= Beginning of Section =

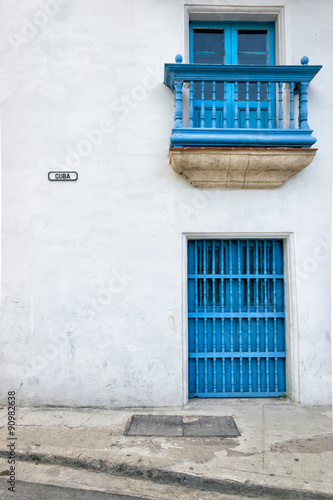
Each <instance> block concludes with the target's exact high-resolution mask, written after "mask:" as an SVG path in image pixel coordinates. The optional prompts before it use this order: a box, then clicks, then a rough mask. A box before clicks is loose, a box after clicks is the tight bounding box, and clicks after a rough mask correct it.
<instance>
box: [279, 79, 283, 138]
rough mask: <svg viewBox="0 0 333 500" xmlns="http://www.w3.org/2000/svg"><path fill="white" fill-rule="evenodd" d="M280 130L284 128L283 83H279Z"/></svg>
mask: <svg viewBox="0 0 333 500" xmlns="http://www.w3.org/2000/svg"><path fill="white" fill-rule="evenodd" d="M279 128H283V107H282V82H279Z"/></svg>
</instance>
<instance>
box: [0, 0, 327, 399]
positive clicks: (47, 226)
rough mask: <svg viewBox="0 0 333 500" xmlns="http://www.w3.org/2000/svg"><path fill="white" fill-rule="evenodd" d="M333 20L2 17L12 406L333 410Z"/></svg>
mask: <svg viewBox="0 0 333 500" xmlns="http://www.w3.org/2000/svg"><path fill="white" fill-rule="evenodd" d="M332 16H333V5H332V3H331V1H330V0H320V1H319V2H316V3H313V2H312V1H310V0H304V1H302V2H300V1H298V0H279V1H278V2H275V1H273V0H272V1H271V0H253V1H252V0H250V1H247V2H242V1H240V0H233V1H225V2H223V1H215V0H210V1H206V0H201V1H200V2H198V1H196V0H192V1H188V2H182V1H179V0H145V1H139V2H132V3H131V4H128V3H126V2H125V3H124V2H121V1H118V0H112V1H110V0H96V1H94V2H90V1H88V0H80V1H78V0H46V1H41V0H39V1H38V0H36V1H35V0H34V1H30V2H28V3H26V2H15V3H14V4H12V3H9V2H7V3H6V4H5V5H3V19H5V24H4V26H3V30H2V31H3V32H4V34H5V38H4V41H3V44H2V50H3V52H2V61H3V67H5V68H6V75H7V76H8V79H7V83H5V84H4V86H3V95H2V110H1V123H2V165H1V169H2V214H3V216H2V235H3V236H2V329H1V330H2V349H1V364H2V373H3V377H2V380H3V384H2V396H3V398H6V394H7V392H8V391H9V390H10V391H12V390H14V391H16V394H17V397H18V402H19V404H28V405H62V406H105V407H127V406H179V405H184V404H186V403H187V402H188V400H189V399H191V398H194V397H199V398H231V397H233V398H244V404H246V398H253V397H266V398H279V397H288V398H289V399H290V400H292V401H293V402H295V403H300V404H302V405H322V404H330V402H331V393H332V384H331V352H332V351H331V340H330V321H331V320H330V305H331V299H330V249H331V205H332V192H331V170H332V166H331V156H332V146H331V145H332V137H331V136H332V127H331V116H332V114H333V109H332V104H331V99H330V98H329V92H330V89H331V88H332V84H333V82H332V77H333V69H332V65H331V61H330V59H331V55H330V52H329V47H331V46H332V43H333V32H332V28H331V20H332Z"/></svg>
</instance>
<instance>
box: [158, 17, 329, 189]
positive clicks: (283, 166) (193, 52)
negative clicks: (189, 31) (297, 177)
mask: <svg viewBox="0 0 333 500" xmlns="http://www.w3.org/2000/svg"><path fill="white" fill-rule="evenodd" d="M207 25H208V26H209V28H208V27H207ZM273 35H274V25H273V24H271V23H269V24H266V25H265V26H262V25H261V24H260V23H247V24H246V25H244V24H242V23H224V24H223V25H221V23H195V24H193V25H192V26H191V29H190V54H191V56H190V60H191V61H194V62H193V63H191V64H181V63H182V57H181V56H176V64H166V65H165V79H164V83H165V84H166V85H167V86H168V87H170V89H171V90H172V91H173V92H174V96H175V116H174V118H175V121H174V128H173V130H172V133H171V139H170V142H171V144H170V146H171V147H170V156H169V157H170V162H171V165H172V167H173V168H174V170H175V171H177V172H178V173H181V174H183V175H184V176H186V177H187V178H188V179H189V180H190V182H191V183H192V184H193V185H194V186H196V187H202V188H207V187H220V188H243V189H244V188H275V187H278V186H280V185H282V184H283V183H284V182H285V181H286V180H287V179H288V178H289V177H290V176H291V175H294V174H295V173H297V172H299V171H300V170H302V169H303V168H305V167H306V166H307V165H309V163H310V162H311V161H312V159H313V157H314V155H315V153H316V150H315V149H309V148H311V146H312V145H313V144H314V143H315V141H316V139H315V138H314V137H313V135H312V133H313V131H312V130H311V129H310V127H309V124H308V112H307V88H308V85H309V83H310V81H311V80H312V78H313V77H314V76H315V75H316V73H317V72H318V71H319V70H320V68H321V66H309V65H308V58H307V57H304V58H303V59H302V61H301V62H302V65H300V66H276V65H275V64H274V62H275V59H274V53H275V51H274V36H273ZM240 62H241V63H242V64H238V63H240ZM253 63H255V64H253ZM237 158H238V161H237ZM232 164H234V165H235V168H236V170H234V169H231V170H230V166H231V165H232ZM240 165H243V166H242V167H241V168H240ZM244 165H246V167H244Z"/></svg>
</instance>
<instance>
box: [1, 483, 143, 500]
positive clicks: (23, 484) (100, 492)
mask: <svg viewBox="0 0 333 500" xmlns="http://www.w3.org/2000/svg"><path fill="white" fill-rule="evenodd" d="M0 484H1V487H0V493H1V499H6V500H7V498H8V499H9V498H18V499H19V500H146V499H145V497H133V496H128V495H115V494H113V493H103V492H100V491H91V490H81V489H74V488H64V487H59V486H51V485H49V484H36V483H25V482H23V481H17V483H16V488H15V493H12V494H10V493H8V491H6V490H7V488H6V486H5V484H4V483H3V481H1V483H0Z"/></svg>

= End of Section =

(What the task asks)
Output the listing exactly. Leave out any image.

(Answer below)
Each <instance> block concludes with the target's exact high-resolution mask, written after "mask:" as an SVG path in image pixel coordinates. The optional prompts before it use this order: a box, then clicks, then a rough mask. A box before clicks is loose, a box after clicks is the tight bounding box, and clicks after a rough mask correct it.
<instance>
box: [279, 79, 283, 138]
rough mask: <svg viewBox="0 0 333 500" xmlns="http://www.w3.org/2000/svg"><path fill="white" fill-rule="evenodd" d="M280 130L284 128L283 83H279Z"/></svg>
mask: <svg viewBox="0 0 333 500" xmlns="http://www.w3.org/2000/svg"><path fill="white" fill-rule="evenodd" d="M279 128H283V107H282V82H279Z"/></svg>
</instance>
<instance>
box: [0, 0, 327, 399]
positive clicks: (47, 226)
rough mask: <svg viewBox="0 0 333 500" xmlns="http://www.w3.org/2000/svg"><path fill="white" fill-rule="evenodd" d="M333 20L2 17L12 406L333 410Z"/></svg>
mask: <svg viewBox="0 0 333 500" xmlns="http://www.w3.org/2000/svg"><path fill="white" fill-rule="evenodd" d="M332 16H333V5H332V3H331V1H330V0H320V1H319V2H316V3H313V2H312V1H310V0H304V1H302V2H300V1H298V0H279V1H278V2H275V1H273V0H272V1H271V0H253V1H252V0H250V1H247V2H242V1H240V0H233V1H225V2H223V1H215V0H210V1H206V0H201V1H200V2H198V1H196V0H192V1H188V2H182V1H179V0H145V1H139V2H132V3H131V4H128V3H126V2H125V3H124V2H121V1H118V0H112V1H110V0H96V1H94V2H90V1H88V0H80V1H78V0H46V1H41V0H39V1H38V0H36V1H35V0H34V1H30V2H28V3H26V2H15V3H14V4H12V3H9V2H7V3H6V4H5V5H3V19H5V24H4V26H3V30H2V31H3V32H4V34H5V38H4V41H3V44H2V50H3V52H2V61H3V67H5V68H6V75H7V76H8V79H7V83H5V84H4V86H3V95H2V110H1V123H2V165H1V169H2V214H3V216H2V235H3V236H2V329H1V330H2V349H1V364H2V373H3V377H2V380H3V384H2V396H3V398H6V394H7V392H8V391H9V390H10V391H12V390H14V391H16V394H17V397H18V402H19V404H28V405H62V406H105V407H127V406H179V405H184V404H186V403H187V402H188V400H189V399H191V398H194V397H199V398H231V397H233V398H244V404H246V398H253V397H266V398H279V397H288V398H289V399H290V400H292V401H293V402H295V403H300V404H302V405H322V404H330V402H331V393H332V384H331V352H332V351H331V340H330V321H331V320H330V305H331V299H330V249H331V205H332V192H331V170H332V166H331V156H332V146H331V145H332V137H331V136H332V127H331V116H332V114H333V109H332V104H331V99H330V98H329V92H330V89H331V88H332V84H333V82H332V77H333V69H332V65H331V61H330V59H331V55H330V52H329V47H331V46H332V43H333V32H332V28H331V20H332Z"/></svg>
</instance>
<instance>
box: [158, 17, 329, 189]
positive clicks: (283, 166) (193, 52)
negative clicks: (189, 31) (297, 177)
mask: <svg viewBox="0 0 333 500" xmlns="http://www.w3.org/2000/svg"><path fill="white" fill-rule="evenodd" d="M207 25H208V26H209V28H208V27H207ZM273 35H274V25H273V24H271V23H269V24H266V25H265V26H262V25H261V24H260V23H247V24H246V25H244V24H242V23H224V24H223V25H221V23H195V24H193V25H192V26H191V29H190V54H191V56H190V60H191V61H194V62H193V63H191V64H181V63H182V57H181V56H176V64H166V65H165V79H164V83H165V84H166V85H167V86H168V87H170V89H171V90H172V91H173V92H174V96H175V116H174V118H175V121H174V128H173V130H172V133H171V139H170V142H171V144H170V146H171V147H170V156H169V157H170V162H171V165H172V167H173V168H174V170H175V171H177V172H178V173H181V174H183V175H184V176H186V177H187V178H188V179H189V180H190V182H191V183H192V184H193V185H194V186H196V187H202V188H207V187H220V188H243V189H244V188H275V187H278V186H280V185H282V184H283V183H284V182H285V181H286V180H287V179H288V178H289V177H290V176H291V175H294V174H295V173H297V172H299V171H300V170H302V169H303V168H305V167H306V166H307V165H309V163H310V162H311V161H312V159H313V157H314V155H315V153H316V150H315V149H309V148H311V146H312V145H313V144H314V143H315V141H316V139H315V138H314V137H313V135H312V133H313V131H312V130H311V129H310V127H309V124H308V112H307V88H308V85H309V83H310V81H311V80H312V78H313V77H314V76H315V75H316V73H317V72H318V71H319V70H320V68H321V66H309V65H308V58H307V57H304V58H303V59H302V61H301V62H302V65H300V66H276V65H275V64H274V62H275V59H274V53H275V51H274V36H273ZM240 62H241V63H242V64H238V63H240ZM253 63H255V64H253ZM237 158H238V161H237ZM232 164H234V165H235V168H236V170H234V169H231V170H230V166H231V165H232ZM240 165H243V166H242V167H241V168H240ZM244 165H246V167H244Z"/></svg>
</instance>
<instance>
box: [1, 483, 143, 500]
positive clicks: (23, 484) (100, 492)
mask: <svg viewBox="0 0 333 500" xmlns="http://www.w3.org/2000/svg"><path fill="white" fill-rule="evenodd" d="M0 484H1V487H0V493H1V499H6V500H7V498H8V499H9V498H18V499H19V500H146V499H145V497H133V496H128V495H115V494H113V493H103V492H100V491H91V490H81V489H74V488H64V487H59V486H51V485H49V484H36V483H25V482H23V481H17V483H16V488H15V493H12V494H10V493H8V491H6V490H7V488H6V486H5V484H4V483H3V481H1V483H0Z"/></svg>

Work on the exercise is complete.